_What you have to do_
Collect every line from the entries below that contains the word "backpack", and copy each of those lines in full. Case counts when matching.

_Data lines_

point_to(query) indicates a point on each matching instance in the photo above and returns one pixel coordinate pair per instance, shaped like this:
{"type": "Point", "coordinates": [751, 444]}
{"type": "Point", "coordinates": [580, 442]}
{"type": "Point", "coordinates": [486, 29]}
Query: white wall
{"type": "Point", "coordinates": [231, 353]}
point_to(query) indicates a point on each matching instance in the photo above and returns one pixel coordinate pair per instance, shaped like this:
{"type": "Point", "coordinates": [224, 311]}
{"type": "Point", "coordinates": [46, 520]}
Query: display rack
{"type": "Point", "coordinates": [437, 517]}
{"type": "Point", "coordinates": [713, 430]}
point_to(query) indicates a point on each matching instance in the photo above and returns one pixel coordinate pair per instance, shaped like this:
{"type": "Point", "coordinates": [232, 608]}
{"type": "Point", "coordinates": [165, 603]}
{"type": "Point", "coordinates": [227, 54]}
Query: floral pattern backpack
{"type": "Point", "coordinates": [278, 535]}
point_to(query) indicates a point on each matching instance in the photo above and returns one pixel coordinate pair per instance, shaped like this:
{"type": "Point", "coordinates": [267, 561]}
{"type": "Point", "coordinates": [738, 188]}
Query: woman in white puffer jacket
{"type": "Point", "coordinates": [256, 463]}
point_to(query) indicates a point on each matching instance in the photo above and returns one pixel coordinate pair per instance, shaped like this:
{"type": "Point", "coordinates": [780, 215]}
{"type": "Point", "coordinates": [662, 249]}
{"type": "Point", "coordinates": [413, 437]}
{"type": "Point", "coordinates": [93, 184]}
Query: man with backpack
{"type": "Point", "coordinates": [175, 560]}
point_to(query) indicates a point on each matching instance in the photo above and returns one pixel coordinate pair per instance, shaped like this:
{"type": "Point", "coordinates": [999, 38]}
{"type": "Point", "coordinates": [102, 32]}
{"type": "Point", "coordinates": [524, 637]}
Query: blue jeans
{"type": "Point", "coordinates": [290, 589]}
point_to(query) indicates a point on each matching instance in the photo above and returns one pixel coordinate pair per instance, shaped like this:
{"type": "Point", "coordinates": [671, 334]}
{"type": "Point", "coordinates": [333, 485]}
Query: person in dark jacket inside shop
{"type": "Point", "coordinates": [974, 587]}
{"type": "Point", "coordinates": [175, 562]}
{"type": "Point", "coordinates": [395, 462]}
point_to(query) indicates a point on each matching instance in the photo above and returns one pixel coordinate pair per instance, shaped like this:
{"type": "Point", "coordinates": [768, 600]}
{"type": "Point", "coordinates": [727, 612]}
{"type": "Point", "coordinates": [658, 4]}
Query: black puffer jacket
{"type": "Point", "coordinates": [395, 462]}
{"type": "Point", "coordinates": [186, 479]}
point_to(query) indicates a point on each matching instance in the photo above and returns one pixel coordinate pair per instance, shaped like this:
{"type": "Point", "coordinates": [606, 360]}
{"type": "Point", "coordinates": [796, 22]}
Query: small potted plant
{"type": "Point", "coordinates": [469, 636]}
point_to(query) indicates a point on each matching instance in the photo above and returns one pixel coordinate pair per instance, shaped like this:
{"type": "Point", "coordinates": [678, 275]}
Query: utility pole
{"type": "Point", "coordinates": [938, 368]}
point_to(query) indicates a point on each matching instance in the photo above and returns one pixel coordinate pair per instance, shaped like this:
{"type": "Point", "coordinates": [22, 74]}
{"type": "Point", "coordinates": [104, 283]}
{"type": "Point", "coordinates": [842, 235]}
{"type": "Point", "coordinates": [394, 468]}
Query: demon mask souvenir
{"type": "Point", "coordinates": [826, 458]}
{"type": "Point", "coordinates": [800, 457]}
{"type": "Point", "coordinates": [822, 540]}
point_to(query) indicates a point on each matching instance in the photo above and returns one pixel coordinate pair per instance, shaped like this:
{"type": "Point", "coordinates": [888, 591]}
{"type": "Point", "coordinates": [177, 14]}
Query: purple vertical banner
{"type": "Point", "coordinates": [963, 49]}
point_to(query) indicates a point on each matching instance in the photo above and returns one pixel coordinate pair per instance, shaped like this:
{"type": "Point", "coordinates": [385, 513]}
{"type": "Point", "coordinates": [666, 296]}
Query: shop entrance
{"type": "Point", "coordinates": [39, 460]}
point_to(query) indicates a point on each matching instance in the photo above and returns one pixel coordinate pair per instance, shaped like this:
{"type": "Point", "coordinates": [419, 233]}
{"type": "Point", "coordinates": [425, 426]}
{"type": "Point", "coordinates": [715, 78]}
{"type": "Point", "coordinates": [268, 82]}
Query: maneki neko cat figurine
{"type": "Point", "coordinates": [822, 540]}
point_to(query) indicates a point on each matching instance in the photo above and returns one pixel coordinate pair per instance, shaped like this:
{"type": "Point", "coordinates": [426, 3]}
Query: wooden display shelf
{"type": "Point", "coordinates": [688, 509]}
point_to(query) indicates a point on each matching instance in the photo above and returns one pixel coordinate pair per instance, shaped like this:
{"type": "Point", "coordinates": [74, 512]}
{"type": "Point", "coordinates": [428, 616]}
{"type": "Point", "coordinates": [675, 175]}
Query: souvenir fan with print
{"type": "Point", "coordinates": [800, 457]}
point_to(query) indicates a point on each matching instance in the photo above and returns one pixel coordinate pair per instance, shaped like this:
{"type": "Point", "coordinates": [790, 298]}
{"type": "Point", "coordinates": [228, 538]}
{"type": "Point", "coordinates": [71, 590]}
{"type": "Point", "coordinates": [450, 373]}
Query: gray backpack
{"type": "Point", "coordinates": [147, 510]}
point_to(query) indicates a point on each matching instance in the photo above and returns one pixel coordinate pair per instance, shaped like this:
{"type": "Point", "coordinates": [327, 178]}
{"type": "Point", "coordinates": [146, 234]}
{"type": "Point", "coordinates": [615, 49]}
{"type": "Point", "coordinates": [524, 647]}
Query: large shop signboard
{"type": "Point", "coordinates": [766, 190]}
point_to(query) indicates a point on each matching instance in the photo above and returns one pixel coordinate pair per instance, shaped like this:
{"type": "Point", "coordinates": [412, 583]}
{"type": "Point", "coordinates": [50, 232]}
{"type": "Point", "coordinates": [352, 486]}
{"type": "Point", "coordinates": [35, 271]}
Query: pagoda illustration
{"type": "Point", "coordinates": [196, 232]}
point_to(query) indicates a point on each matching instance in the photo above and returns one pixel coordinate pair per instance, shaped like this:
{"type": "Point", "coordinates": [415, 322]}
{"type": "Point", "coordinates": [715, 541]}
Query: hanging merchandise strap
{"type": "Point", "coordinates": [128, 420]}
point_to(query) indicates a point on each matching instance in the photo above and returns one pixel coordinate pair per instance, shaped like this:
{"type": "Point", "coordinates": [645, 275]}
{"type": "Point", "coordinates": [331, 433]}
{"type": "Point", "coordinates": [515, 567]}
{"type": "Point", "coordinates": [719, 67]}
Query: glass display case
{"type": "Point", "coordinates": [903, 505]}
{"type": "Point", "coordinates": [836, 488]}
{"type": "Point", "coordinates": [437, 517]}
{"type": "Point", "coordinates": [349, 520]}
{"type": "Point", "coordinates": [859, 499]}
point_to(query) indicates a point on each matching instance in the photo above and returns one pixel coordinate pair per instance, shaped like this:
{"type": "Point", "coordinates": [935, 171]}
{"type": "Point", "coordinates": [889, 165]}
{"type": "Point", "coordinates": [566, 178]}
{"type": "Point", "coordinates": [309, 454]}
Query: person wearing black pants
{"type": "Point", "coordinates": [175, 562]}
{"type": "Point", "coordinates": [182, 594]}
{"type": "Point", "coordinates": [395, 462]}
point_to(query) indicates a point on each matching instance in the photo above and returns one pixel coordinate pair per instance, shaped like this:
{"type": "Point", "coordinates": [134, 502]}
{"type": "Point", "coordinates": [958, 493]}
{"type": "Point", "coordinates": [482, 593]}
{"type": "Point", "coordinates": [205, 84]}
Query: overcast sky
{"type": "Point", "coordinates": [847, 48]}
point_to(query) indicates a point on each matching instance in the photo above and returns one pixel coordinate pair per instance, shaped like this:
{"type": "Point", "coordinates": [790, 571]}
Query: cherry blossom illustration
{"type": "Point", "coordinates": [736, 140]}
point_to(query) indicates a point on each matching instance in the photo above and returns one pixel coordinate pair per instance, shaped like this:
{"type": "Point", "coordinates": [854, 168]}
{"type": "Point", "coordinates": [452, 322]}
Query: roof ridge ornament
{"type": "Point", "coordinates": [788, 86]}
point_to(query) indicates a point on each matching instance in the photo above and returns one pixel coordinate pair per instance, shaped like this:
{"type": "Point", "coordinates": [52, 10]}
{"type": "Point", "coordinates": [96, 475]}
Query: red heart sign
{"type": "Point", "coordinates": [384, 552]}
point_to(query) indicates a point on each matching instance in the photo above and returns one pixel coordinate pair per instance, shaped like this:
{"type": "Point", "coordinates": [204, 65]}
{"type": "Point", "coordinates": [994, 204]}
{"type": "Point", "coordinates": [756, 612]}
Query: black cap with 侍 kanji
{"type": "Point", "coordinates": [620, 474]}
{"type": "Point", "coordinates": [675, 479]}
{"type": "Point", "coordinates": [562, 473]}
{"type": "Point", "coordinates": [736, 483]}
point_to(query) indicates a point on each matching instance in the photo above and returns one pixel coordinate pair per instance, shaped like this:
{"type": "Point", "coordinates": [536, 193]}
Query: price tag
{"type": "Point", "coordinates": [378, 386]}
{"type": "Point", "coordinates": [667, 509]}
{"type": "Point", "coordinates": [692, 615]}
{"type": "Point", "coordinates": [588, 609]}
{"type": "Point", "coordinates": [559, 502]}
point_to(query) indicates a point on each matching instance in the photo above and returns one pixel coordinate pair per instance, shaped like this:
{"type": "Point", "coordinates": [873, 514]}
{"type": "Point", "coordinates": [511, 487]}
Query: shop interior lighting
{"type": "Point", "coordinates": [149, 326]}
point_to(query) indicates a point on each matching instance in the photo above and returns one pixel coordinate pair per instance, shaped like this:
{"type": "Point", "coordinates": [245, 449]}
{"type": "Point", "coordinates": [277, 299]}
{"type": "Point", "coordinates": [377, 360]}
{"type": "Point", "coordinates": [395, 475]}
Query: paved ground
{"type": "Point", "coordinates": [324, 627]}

_Written answer_
Query: floral pattern backpack
Query: man with backpack
Query: gray backpack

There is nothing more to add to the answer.